Object point labels:
○ ○ ○ ○

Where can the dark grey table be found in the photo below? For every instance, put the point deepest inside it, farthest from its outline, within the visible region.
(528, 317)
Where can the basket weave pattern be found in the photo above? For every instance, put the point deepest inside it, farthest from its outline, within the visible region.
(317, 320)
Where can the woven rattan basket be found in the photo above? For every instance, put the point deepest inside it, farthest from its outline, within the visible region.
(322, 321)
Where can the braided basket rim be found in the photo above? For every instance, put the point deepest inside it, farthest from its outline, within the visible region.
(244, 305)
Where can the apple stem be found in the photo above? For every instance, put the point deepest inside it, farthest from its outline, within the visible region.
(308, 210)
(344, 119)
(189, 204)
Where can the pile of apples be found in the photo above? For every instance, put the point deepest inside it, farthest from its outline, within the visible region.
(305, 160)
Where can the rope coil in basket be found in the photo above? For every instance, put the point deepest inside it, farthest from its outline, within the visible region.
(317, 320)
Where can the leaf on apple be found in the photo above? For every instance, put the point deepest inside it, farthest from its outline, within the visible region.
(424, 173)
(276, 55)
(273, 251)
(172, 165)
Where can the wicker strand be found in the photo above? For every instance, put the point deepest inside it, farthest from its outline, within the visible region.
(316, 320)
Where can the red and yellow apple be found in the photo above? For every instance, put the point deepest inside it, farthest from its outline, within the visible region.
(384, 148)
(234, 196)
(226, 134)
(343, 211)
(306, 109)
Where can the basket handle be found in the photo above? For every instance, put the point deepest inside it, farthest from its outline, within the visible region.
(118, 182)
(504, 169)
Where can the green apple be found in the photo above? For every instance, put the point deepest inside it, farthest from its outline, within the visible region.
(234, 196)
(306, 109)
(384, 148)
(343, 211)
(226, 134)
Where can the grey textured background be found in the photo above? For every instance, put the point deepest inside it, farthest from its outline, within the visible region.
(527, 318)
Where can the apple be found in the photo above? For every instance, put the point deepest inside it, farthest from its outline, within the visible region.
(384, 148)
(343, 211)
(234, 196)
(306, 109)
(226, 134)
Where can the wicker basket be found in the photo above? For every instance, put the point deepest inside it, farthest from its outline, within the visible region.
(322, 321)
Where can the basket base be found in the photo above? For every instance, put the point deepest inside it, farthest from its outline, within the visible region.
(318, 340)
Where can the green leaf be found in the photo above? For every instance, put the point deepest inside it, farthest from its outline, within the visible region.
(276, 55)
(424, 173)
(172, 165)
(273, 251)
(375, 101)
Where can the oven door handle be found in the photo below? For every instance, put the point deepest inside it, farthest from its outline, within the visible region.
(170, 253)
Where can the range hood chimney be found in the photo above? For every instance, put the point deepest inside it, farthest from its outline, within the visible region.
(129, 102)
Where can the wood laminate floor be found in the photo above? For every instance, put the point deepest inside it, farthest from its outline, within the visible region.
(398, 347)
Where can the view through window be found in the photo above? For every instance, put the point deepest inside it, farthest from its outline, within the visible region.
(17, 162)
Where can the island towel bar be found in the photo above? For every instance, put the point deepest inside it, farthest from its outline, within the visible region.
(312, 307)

○ ○ ○ ○

--- Goal ---
Take the records above and return them exactly as written.

--- Reply to the task ---
Where can the dark grey table be found in the photo below? For every instance, put the point deepest inside it, farthest from its outline, within the visible region.
(528, 317)
Where can the basket weave pattern be found in the photo above? For every instance, put the point deepest inside it, farthest from its outline, within the visible region.
(317, 320)
Where can the woven rattan basket be found in the photo above? For every instance, put the point deepest inside it, farthest from its outline, within the visible region.
(322, 321)
Where can the braided basket rim be found in the photo above? For every instance, put the point deepest inside it, farthest from its outline, within the visible region.
(244, 305)
Where can the apple stem be found in the photo above? For every instance, put the point deepest inside it, farthest from its outline, within the visible region.
(308, 210)
(344, 119)
(189, 204)
Where can the pile of apples be found in the photo above? For every instance, put the point deepest inside it, farthest from its outline, within the visible region.
(305, 160)
Where can the rope coil in basket be found in the photo above? For every instance, put the point deepest inside it, farthest from its outline, within the visible region.
(317, 320)
Where can the leaf on apple be found in the photo above? For every instance, put the point deepest inside it, farthest from its outline, within the visible region.
(424, 173)
(276, 55)
(273, 251)
(172, 165)
Where can the wicker strand be found in the photo above? For every instance, put the point deepest inside it, farthest from its outline, within the visible region.
(316, 320)
Where can the red and yellow apple be found in the photo above? For every instance, put the point deepest inside it, farthest from its outline, within the visible region.
(384, 148)
(234, 196)
(226, 134)
(343, 211)
(306, 109)
Where can the basket handle be found in the photo above? For every instance, put the point deepest inside it, farthest from its outline, within the visible region.
(118, 182)
(504, 169)
Where can the green apple be found in the photo above? For every instance, put the point deepest inside it, farthest from its outline, within the visible region.
(234, 196)
(306, 109)
(384, 148)
(343, 211)
(226, 134)
Where can the grey textured background be found in the photo above? For every instance, put the point deepest inside it, farthest from its outline, within the visible region.
(527, 318)
Where can the apple be found in the photo above? For every instance, put the point deepest inside it, farthest from its outline, within the visible region.
(384, 148)
(343, 211)
(234, 196)
(306, 109)
(226, 134)
Where can the wicker basket be found in the photo above? For every instance, put the point deepest inside it, farthest from its outline, within the visible region.
(322, 321)
Where can the basket base be found in the photo above? For every instance, put the point deepest inside it, farthest from its outline, within the visible region.
(318, 340)
Where can the green leaf be found in the photo above? For every instance, put the point deepest inside it, farthest from its outline, within the visible region.
(276, 55)
(424, 173)
(172, 165)
(273, 251)
(375, 101)
Where can the oven door handle be found in the photo below? For every instance, put the point deepest inside it, farthest from its outline, within the visible region.
(170, 253)
Where can the range hood chimney be found in the photo above? For every instance, put the point deepest inside it, farthest from its outline, within the visible region.
(129, 102)
Where can the wood laminate floor be found in the photo above? For every instance, put the point deepest inside it, farthest from its outline, within the visible region.
(398, 347)
Where can the view through window be found in the photo above? For every instance, put the point deepest inside it, farthest from its outline, within the visible region.
(17, 162)
Where can the island towel bar be found in the photo above? For every instance, put the point deepest inside it, farthest from its outline, within the visible region.
(312, 307)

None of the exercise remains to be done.